About this exercise: Copy out the entries below line for line, changing nothing.

Provided information:
-----
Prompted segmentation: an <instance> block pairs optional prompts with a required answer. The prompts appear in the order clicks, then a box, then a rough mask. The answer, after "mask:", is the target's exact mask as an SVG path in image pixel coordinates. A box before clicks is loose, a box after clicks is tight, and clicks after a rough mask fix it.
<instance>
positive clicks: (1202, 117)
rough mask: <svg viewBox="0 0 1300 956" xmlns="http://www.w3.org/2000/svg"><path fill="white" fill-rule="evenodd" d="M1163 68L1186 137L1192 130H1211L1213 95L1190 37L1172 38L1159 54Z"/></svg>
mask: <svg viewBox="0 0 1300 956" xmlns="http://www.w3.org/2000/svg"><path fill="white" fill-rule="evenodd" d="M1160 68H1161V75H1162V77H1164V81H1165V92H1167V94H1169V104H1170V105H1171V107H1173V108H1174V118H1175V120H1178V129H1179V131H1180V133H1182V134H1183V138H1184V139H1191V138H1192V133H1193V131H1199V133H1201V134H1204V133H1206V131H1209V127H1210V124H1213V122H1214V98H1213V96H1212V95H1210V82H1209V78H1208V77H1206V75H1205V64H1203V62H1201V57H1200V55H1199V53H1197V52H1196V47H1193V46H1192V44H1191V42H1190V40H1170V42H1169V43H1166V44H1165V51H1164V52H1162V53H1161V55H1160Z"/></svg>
-----
Answer space:
Prompted segmentation: an <instance> block pairs optional prompts with a required answer. The prompts appear in the order clicks, then a box, then a rough mask. The answer, after "mask:", is the target's exact mask as an SVG path in image pixel coordinates. A box before clicks is loose, a box after clicks is tight, and clicks after a rough mask fix it.
<instance>
positive clicks: (1202, 117)
rough mask: <svg viewBox="0 0 1300 956" xmlns="http://www.w3.org/2000/svg"><path fill="white" fill-rule="evenodd" d="M1163 68L1186 137L1192 130H1211L1213 95L1190 37L1172 38L1159 54Z"/></svg>
mask: <svg viewBox="0 0 1300 956" xmlns="http://www.w3.org/2000/svg"><path fill="white" fill-rule="evenodd" d="M1160 68H1161V75H1162V77H1164V81H1165V92H1167V94H1169V104H1170V105H1171V107H1173V108H1174V118H1175V120H1178V129H1179V131H1180V133H1182V134H1183V138H1184V139H1191V138H1192V133H1193V131H1199V133H1201V134H1204V133H1206V131H1209V127H1210V124H1213V122H1214V98H1213V96H1212V95H1210V82H1209V78H1208V77H1206V75H1205V64H1203V62H1201V57H1200V55H1199V53H1197V52H1196V47H1193V46H1192V44H1191V42H1190V40H1170V42H1169V43H1166V44H1165V51H1164V52H1162V53H1161V55H1160Z"/></svg>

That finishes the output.